Pick out every line in the entries below that contains the string "path", matching case, and copy each one in full.

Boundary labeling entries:
________
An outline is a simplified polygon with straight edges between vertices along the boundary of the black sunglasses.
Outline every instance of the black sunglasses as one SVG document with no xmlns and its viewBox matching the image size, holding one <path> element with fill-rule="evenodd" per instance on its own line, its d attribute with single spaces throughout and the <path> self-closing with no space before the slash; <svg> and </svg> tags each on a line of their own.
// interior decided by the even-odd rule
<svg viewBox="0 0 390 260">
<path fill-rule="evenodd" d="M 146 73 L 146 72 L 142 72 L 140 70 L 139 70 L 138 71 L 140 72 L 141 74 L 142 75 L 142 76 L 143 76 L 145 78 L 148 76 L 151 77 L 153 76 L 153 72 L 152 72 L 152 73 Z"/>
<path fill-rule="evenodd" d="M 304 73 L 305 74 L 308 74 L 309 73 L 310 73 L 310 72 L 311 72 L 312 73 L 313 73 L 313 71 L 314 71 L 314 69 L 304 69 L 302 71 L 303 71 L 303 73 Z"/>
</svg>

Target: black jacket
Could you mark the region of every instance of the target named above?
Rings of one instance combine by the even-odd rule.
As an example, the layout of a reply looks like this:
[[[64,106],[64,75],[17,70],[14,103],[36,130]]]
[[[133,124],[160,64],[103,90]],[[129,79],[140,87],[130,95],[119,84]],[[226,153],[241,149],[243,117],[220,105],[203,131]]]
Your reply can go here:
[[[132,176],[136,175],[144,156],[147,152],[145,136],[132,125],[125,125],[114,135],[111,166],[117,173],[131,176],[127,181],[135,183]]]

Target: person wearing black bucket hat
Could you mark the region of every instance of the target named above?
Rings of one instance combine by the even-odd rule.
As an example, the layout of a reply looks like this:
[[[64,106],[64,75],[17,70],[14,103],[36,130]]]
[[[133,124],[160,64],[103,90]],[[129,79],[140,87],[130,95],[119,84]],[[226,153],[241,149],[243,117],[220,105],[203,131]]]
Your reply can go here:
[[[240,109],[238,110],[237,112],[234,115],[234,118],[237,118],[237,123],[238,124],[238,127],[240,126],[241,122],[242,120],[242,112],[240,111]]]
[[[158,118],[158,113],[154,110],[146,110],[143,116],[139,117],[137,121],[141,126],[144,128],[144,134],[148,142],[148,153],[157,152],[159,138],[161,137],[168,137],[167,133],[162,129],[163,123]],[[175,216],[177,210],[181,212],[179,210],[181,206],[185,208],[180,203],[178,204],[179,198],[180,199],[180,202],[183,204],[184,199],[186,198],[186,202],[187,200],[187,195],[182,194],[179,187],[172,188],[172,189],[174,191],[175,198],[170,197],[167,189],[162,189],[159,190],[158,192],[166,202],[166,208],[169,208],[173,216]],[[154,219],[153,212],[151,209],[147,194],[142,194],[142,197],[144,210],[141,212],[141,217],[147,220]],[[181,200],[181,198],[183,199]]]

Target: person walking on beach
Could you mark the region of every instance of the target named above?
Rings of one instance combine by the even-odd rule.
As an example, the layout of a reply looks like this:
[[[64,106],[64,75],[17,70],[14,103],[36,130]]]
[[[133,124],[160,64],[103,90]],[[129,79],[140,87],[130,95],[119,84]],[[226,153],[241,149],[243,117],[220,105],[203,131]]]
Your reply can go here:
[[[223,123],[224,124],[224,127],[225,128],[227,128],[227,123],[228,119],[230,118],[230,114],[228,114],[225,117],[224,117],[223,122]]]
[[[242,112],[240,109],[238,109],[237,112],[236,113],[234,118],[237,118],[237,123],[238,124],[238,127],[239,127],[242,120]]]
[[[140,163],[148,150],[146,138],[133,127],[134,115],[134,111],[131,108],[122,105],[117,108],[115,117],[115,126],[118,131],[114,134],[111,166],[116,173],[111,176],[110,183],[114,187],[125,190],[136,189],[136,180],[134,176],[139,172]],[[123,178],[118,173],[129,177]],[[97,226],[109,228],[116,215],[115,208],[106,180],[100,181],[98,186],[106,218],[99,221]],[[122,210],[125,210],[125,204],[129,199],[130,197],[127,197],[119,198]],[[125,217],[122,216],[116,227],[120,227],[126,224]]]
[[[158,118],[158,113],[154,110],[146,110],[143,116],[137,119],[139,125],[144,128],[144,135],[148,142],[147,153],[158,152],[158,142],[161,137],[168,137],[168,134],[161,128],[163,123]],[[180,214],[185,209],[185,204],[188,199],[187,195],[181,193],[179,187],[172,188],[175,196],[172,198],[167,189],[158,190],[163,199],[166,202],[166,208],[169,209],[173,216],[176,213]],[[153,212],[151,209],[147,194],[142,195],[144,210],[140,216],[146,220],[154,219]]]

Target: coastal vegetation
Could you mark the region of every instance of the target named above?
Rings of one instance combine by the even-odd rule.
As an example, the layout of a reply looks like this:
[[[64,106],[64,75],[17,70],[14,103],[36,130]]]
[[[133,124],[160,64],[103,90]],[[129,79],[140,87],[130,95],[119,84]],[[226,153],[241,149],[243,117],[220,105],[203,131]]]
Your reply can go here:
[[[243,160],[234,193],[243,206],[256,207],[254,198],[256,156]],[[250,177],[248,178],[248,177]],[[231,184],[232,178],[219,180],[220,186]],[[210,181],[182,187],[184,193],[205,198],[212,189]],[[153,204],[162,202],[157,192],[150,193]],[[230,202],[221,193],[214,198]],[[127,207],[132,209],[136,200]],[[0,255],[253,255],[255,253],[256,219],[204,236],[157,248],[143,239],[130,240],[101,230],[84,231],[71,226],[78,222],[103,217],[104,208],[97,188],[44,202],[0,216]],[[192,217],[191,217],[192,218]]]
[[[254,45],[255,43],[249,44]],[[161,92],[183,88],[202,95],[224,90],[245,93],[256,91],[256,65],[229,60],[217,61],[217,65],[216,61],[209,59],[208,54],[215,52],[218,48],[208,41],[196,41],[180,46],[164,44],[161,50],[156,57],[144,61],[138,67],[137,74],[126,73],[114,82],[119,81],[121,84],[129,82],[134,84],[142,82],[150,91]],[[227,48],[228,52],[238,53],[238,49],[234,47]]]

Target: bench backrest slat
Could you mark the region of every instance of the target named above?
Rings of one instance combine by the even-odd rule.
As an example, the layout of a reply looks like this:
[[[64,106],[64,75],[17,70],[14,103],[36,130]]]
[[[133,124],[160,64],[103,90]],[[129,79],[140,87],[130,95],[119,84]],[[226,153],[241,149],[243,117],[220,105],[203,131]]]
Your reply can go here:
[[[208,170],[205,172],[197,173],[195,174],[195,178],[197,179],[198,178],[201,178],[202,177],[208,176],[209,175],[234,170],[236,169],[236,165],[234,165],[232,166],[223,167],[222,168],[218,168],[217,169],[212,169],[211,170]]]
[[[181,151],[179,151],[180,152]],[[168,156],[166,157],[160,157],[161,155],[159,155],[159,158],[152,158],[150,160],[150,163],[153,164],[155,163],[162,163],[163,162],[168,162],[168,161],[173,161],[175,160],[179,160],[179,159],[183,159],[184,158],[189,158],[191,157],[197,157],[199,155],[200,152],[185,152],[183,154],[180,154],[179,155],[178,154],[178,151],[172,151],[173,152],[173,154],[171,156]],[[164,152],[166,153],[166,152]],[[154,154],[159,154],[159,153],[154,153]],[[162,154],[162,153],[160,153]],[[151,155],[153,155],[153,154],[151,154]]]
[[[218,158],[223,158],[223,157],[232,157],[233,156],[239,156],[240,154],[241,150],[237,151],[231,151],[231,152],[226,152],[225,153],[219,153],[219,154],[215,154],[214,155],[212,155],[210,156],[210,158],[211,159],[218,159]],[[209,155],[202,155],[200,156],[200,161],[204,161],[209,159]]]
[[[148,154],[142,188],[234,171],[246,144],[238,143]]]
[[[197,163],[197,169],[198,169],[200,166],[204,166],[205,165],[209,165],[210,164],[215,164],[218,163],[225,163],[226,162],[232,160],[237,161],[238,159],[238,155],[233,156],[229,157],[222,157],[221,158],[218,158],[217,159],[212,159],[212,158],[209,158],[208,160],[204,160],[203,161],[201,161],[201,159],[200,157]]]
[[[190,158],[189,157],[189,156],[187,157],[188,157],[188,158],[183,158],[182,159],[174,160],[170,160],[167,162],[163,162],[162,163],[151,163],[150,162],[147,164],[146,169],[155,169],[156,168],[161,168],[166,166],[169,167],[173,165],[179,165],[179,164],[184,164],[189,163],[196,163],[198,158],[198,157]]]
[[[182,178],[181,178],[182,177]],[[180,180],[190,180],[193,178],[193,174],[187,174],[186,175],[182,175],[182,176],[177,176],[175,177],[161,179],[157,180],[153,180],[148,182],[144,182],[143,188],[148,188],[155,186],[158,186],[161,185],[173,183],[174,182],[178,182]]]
________
Complete response >>
Outline every instance of the black sunglasses as one SVG document with no xmlns and its viewBox matching the image size, holding one <path> element with fill-rule="evenodd" per instance on its own line, its d attribute with single spaces throughout and the <path> self-closing with no space before the slash; <svg> and </svg> tags each on a line of their own.
<path fill-rule="evenodd" d="M 146 73 L 146 72 L 142 72 L 140 70 L 139 70 L 138 71 L 140 72 L 141 74 L 142 75 L 142 76 L 143 76 L 145 78 L 148 76 L 151 77 L 153 76 L 153 72 L 152 72 L 152 73 Z"/>
<path fill-rule="evenodd" d="M 304 73 L 305 74 L 308 74 L 309 73 L 310 73 L 310 72 L 311 72 L 312 73 L 313 73 L 313 71 L 314 71 L 314 69 L 304 69 L 302 71 L 303 71 L 303 73 Z"/>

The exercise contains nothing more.